Challenge —
Reproduce the lines of the records below, from the line that contains "the white refrigerator." through the end of the records, inclusive.

======== Items

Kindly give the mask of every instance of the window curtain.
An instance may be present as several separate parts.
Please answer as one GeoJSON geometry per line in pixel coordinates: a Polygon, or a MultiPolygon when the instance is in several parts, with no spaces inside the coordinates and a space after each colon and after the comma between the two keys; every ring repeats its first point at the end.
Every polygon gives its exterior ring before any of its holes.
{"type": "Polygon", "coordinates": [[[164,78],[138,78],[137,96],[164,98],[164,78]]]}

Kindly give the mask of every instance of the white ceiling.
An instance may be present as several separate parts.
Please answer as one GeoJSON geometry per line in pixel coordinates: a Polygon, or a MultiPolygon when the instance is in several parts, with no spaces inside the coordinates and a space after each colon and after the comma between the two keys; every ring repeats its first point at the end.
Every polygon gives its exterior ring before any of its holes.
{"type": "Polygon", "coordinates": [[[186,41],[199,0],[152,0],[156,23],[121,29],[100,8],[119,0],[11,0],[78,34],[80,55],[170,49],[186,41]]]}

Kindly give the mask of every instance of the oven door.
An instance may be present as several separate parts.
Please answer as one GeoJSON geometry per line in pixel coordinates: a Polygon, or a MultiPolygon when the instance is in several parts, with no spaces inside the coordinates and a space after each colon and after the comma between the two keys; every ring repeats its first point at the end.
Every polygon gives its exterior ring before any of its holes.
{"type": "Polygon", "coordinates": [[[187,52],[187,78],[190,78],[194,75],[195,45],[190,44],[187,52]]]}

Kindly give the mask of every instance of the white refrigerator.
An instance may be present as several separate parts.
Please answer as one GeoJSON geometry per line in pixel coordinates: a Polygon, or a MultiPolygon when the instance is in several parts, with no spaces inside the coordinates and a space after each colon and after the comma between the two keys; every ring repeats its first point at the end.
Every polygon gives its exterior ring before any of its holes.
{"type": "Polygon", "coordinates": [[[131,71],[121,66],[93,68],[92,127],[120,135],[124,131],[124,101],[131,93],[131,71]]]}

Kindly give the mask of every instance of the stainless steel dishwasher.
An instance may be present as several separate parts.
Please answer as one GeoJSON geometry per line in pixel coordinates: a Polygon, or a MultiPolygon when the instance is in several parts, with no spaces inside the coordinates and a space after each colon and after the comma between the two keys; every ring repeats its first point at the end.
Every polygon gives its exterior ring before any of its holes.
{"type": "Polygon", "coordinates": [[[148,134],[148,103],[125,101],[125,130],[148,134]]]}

================

Solution below —
Kindly give the mask of every instance of the white refrigerator.
An instance may be present as several separate parts.
Please answer as one GeoJSON geometry per line in pixel coordinates: a Polygon, or a MultiPolygon when the instance is in several parts, with no spaces inside the coordinates and a space after each colon and after the comma between the two keys; every ring repeats its first point at the end.
Every polygon gives its exterior ring before any of its holes.
{"type": "Polygon", "coordinates": [[[131,71],[121,66],[93,68],[92,127],[120,135],[124,131],[124,101],[131,93],[131,71]]]}

Kindly give the mask of every instance of the stainless steel dishwasher.
An instance may be present as several separate parts.
Please answer as one GeoJSON geometry per line in pixel coordinates: a Polygon, or a MultiPolygon when the instance is in several parts, with no spaces inside the coordinates and a space after each colon and after the comma between the two keys; every ring repeats its first point at the end.
Every polygon gives its exterior ring before any of its holes.
{"type": "Polygon", "coordinates": [[[148,134],[148,103],[125,101],[125,130],[148,134]]]}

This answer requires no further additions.